Y Yang1*, M Svatos2 , C Zankowski2 , B Bednarz1 , (1) University of Wisconsin, Madison, WI, (2) Varian Oncology Systems, Palo Alto, CA

Presentations

TH-EF-BRD-3 (Thursday, July 16, 2015) 1:00 PM - 2:50 PM Room: Ballroom D


Purpose:
To enable a treatment planning solution that utilizes voxel-specific penalties requires optimizing over a large solution space both quickly and accurately. Although challenging, such methods will enhance the clinical impact of adaptive (online and offline) and biologically guided radiotherapy. Monte Carlo calculations generally provide improved accuracy over deterministic methods, but with increased computation time. Instead, we present a low memory footprint direct Monte Carlo optimization platform that optimizes the fluence concurrently during the MC dose calculation. This reduces the wasted computation time spent on minimally contributing beamlets, and makes the combined optimization and dose calculation tasks both fast and accurate even over a large mathematical space.

Methods:
The Monte Carlo code Geant4 v9.6 was used to create the Fluence Adjusted Scaled Transport Monte Carlo (FASTMC) platform. The FASTMC platform minimizes clinical cost objectives during the dose calculation using multiple co-planar sources of arbitrary gantry angle and SID, for rotational or fixed beams. Beamlet particle histories are transported in iterative steps; cost is evaluated after each iteration, with beamlet intensity and dose profile incremented such that the cost is decreased. A Greedy Heuristic algorithm is employed that circumvents the necessity of a dose coefficient matrix, resulting in a memory footprint scaling that is independent of the patient CT resolution, and allows for intelligently biased selection, and calculation of beamlets based on costs in prior iterations.

Results:
A multi-field coplanar prostate plan was generated during the MC dose calculation, resulting in an optimized dose profile that is calculated concurrently with the optimized fluence. All clinical constraints for the target and OARs were met for this plan.

Conclusion:
This study demonstrated the feasibility of optimizing an incident fluence map using voxel-specific penalties during Monte Carlo dose calculations as a means of treatment planning tailored to emerging radiation therapy delivery paradigms.

Funding Support, Disclosures, and Conflict of Interest: This work is partially based upon an idea conceived by Varian Medical Systems. This work is partially supported by the NIH Training Grant 2T32CA009206-36A1.

**Prompt:**
List every author named in the radiotherapy abstract. The data below has no connection to the radiotherapy abstract.

**Extracted material:**
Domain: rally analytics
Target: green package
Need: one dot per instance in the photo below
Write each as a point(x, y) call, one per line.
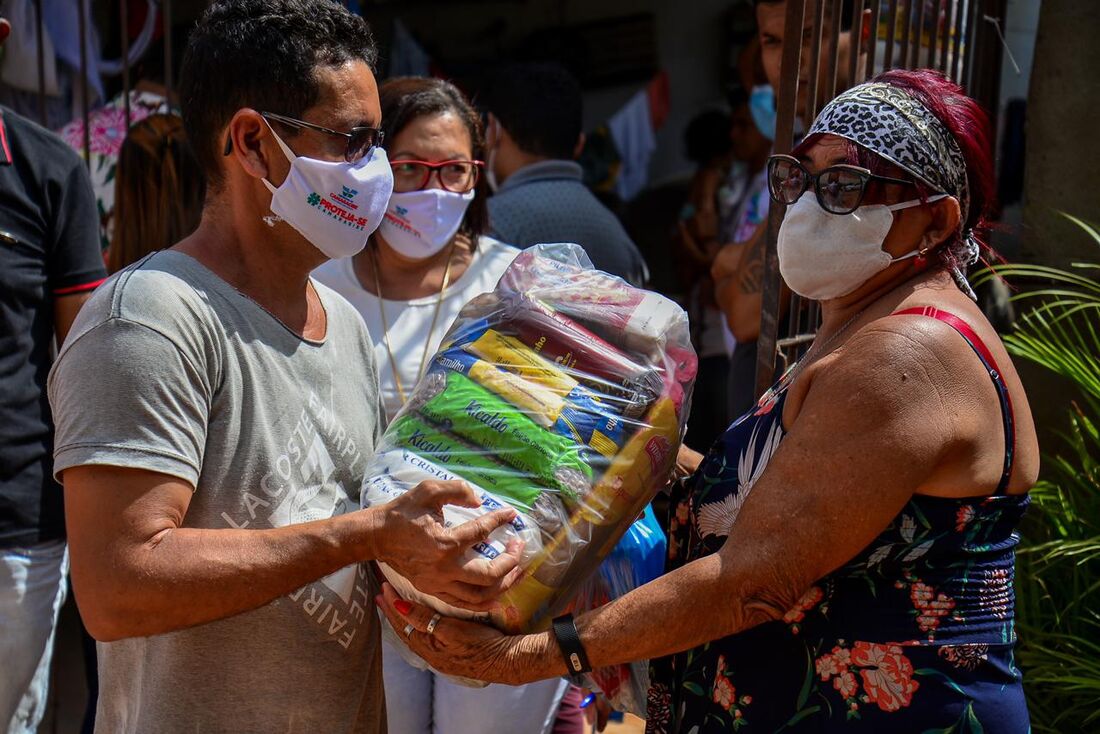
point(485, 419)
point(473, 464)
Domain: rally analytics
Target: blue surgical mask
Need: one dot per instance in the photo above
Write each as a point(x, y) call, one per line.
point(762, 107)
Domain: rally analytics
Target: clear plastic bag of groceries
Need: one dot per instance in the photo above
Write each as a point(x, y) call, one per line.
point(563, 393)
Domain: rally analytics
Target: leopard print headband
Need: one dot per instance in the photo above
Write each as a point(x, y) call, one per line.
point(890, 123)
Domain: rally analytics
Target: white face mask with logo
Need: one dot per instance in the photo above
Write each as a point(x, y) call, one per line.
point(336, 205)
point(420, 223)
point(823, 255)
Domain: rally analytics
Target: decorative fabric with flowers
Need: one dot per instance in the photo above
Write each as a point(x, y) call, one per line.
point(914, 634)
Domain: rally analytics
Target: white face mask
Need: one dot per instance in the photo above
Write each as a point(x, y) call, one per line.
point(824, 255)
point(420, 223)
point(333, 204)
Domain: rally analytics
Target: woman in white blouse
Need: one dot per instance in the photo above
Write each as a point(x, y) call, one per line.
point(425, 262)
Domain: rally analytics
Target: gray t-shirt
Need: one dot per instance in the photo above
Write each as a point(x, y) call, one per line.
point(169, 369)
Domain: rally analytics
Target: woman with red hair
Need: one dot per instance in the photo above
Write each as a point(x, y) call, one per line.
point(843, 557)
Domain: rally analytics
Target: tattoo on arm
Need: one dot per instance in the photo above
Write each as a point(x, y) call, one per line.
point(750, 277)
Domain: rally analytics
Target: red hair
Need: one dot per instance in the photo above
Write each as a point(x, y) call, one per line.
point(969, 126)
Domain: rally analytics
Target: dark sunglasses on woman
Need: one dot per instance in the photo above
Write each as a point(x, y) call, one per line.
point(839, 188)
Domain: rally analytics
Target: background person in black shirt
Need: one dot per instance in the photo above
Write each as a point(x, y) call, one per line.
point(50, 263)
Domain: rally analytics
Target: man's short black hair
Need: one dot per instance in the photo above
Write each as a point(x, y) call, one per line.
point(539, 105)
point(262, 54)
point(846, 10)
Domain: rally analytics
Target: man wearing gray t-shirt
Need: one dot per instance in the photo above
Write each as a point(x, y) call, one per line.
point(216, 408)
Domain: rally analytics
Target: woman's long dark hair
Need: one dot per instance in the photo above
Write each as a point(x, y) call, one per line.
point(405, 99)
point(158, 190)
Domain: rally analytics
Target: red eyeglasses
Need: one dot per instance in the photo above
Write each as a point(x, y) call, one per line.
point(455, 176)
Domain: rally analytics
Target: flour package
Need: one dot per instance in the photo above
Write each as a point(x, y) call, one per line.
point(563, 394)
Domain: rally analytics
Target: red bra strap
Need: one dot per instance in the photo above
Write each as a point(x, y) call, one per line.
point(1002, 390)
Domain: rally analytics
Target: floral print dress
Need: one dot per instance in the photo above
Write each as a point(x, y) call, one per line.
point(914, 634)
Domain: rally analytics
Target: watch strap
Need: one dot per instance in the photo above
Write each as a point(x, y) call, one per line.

**Response box:**
Y Yang
M Svatos
C Zankowski
B Bednarz